=== WHAT IS REQUIRED ===
From the passage on Christians and the secular state, reproduce word for word the portion starting at "It seems clear" and ending at "rights, narrowly defined.".

=== READING PASSAGE ===
┌────────
It seems clear that the public sphere in America is irretrievably secular. So the only logical response of Christians must be to try to shrink it. Instead of attempting to baptize a Leviathan which turned on us long ago, we’d do much better to cage and starve the beast. We should favor low taxes—period, regardless of the “good” use to which politicians promise to put it. We should oppose nearly every government program intended to achieve any aim whatsoever. We can make exceptions here and there: We can favor the protection of innocent lives, which would cover things
like fixing traffic lights and throwing abortionists into prison. But that is pretty much that. Christian public policy should focus not on capturing the power of the State but shrinking it, to the bare minimum required to enforce individual rights, narrowly defined.
Likewise, the share of our wealth seized by the state must be radically slashed, to allow for private initiatives and charities that will not be amoral, soulless, bureaucratic and counterproductive
(like the secular welfare state). Instead of asking for handouts to our schools in the forms of vouchers, we should seek the privatization of public schools—which by their very nature, in today’s post-Christian America, are engines of secularism. And so on for nearly every institution of the centralized State, which has hijacked the rightful activities of civil society and the churches, and which every year steals so much of our wealth to squander on itself that we can barely afford to reproduce ourselves. (So the State helpfully offers to replace us with immigrants, but that’s another article.)
└────────
Entries drawn from a collection:
┌────────
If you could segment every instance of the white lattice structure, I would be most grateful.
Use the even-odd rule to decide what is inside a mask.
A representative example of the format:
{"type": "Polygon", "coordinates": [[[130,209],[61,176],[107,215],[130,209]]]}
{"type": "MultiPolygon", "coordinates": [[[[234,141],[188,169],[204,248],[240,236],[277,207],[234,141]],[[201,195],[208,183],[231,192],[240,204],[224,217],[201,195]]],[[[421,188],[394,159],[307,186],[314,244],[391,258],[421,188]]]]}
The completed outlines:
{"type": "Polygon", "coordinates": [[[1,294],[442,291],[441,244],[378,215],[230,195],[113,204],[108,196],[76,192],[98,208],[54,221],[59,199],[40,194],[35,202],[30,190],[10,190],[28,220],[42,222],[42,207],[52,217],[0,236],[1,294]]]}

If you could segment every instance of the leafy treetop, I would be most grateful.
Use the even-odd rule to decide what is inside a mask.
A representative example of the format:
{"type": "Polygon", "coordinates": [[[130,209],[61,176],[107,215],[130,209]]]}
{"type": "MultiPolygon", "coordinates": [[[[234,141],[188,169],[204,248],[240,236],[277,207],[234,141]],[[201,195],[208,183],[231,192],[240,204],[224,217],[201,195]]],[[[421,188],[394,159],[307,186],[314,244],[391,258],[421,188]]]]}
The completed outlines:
└────────
=== ANSWER TO THE PROBLEM ===
It seems clear that the public sphere in America is irretrievably secular. So the only logical response of Christians must be to try to shrink it. Instead of attempting to baptize a Leviathan which turned on us long ago, we’d do much better to cage and starve the beast. We should favor low taxes—period, regardless of the “good” use to which politicians promise to put it. We should oppose nearly every government program intended to achieve any aim whatsoever. We can make exceptions here and there: We can favor the protection of innocent lives, which would cover things
like fixing traffic lights and throwing abortionists into prison. But that is pretty much that. Christian public policy should focus not on capturing the power of the State but shrinking it, to the bare minimum required to enforce individual rights, narrowly defined.